Overseas Jurisdictions

The release, publication or distribution of this announcement and the Scheme
Document in jurisdictions other than the United Kingdom or Australia may be
restricted by law and therefore any persons who are subject to the laws of any
jurisdictions other than the United Kingdom or Australia should inform
themselves about, and observe, any applicable requirements. Any failure to
comply with the applicable requirements may constitute a violation of the
securities laws of any such jurisdiction. In particular, the ability of
persons who are not resident in the United Kingdom or Australia to vote their
GGP Shares with respect to the Scheme and the Court Meeting, or to execute and
deliver Forms of Proxy appointing another to vote at those meetings on their
behalf, may be affected by the laws of the relevant jurisdictions in which
they are located.

■ Data lines ■
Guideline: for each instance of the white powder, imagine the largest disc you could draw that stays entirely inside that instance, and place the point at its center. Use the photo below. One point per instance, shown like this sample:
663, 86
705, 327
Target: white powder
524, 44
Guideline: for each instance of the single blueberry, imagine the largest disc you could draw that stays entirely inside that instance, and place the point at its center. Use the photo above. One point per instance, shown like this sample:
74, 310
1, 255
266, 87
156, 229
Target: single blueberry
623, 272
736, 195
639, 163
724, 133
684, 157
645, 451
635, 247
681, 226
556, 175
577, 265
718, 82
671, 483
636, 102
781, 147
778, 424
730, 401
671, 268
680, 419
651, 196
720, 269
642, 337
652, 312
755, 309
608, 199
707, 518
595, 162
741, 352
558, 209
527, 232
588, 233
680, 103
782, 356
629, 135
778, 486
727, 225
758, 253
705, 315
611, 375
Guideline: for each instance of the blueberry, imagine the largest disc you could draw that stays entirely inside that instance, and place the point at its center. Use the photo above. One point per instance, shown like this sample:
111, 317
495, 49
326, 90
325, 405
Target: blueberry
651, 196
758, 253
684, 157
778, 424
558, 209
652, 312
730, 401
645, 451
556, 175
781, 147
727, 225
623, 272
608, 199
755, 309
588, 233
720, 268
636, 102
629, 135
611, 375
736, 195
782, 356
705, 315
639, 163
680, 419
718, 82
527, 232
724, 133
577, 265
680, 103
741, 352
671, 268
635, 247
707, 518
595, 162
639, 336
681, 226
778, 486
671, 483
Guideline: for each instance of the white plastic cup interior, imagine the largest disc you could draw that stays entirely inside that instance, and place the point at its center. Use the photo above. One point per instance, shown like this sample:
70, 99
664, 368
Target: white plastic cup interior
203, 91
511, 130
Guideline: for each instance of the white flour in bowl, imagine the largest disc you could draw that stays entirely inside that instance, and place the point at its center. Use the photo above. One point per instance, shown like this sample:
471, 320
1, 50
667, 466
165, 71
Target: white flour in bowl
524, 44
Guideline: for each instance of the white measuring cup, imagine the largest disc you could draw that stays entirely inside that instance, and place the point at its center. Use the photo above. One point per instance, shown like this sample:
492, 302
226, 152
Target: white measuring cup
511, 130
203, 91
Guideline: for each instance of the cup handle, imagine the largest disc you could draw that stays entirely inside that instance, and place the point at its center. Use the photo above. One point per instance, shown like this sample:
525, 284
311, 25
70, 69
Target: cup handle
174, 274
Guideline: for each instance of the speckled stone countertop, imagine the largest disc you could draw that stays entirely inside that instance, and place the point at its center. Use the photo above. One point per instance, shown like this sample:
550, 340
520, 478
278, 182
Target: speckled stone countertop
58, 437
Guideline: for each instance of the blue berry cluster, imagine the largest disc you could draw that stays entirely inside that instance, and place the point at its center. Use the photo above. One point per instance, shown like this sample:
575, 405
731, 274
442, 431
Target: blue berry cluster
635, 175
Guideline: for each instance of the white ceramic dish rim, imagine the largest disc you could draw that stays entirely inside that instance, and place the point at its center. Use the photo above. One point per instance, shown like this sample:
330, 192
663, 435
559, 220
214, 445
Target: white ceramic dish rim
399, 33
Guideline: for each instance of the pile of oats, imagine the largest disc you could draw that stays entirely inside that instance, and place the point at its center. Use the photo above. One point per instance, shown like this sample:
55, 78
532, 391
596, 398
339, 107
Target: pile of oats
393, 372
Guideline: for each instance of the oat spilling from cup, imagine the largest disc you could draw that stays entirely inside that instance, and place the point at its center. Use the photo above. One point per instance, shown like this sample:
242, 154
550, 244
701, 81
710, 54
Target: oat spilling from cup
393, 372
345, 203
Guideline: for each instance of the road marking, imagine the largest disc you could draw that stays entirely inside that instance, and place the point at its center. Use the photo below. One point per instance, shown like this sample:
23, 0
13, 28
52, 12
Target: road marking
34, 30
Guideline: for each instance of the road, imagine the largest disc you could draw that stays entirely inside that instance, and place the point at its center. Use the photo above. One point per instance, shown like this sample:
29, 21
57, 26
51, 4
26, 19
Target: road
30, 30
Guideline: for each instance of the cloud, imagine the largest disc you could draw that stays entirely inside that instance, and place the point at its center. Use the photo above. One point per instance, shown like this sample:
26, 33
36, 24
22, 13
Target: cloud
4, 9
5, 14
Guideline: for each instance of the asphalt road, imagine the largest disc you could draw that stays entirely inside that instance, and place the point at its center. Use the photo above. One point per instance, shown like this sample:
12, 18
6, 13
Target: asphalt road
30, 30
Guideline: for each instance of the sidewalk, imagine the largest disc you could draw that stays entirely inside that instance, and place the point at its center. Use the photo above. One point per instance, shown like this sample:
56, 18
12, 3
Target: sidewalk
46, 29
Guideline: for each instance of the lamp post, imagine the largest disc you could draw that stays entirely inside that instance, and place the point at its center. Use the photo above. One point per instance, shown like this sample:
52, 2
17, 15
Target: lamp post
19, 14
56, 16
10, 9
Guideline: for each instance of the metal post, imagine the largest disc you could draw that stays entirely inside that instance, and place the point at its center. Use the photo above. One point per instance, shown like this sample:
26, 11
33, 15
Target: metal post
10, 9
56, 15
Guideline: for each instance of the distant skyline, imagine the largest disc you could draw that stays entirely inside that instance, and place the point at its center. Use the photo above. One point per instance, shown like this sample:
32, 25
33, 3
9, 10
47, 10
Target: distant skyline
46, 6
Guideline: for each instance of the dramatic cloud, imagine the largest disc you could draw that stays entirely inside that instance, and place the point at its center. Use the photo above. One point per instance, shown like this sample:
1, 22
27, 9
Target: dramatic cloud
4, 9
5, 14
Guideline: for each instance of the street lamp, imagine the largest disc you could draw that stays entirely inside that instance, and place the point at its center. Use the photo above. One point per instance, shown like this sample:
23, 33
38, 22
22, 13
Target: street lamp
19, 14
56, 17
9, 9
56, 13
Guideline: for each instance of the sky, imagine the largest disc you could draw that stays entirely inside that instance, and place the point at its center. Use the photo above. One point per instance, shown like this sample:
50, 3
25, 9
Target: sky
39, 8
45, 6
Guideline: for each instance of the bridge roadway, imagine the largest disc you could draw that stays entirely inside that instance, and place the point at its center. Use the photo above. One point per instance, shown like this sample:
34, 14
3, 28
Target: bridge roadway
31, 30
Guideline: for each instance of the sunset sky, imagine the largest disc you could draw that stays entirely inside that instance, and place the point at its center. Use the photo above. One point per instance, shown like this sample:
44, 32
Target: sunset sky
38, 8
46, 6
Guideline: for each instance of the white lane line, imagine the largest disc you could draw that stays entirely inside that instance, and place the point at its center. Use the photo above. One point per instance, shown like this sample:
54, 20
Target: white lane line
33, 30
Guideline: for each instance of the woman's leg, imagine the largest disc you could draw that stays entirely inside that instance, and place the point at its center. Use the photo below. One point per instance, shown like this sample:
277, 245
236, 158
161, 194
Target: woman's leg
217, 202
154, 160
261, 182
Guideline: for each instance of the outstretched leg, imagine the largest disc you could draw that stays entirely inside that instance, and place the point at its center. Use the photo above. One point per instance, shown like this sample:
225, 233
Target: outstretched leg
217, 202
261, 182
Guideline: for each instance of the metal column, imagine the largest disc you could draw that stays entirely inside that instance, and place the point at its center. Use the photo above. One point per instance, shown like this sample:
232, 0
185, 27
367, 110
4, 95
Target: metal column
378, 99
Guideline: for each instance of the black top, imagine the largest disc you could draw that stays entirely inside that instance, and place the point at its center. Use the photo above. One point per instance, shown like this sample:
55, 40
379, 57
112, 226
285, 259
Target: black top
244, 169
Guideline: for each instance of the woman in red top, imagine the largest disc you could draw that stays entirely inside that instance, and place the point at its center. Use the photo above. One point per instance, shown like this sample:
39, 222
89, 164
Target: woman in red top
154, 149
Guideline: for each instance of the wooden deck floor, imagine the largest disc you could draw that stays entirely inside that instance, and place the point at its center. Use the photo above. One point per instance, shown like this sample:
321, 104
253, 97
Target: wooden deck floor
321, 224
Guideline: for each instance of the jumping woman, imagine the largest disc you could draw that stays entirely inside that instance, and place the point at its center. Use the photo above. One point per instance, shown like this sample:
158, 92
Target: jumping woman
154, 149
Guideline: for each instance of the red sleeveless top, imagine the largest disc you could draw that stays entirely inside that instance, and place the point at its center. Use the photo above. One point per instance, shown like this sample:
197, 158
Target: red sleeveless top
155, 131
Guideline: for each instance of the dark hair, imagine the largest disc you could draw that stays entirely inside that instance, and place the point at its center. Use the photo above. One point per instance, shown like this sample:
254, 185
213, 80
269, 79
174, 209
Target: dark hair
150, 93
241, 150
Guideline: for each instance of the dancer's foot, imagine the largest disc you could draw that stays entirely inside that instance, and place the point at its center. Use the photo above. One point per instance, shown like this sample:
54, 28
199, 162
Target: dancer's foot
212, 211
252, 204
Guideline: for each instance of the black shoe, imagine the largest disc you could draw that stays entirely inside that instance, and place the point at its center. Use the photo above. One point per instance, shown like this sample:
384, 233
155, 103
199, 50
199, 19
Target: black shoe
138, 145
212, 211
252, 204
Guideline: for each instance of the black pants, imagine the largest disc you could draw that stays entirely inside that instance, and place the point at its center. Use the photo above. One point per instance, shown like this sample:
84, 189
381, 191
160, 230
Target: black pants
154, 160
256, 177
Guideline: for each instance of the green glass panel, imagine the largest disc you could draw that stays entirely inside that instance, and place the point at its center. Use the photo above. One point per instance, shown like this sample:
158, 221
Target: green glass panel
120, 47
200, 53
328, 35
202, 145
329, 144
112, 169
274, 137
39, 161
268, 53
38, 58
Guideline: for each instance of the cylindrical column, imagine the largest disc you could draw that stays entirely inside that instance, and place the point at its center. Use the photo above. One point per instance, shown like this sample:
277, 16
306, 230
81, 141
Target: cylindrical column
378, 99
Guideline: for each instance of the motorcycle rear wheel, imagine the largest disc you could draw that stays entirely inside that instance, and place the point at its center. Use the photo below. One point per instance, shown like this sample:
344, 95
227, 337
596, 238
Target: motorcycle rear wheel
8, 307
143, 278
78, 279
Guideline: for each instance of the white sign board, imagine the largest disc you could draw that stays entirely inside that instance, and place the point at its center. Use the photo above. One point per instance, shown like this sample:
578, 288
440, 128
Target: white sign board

■ Directions for this task ■
Reproduce the overseas jurisdictions notice, starting with "The release, publication" and going on through "they are located.", and substitute "UK" for each occurrence of "United Kingdom".

■ Worked answer ■
The release, publication or distribution of this announcement and the Scheme
Document in jurisdictions other than the UK or Australia may be
restricted by law and therefore any persons who are subject to the laws of any
jurisdictions other than the UK or Australia should inform
themselves about, and observe, any applicable requirements. Any failure to
comply with the applicable requirements may constitute a violation of the
securities laws of any such jurisdiction. In particular, the ability of
persons who are not resident in the UK or Australia to vote their
GGP Shares with respect to the Scheme and the Court Meeting, or to execute and
deliver Forms of Proxy appointing another to vote at those meetings on their
behalf, may be affected by the laws of the relevant jurisdictions in which
they are located.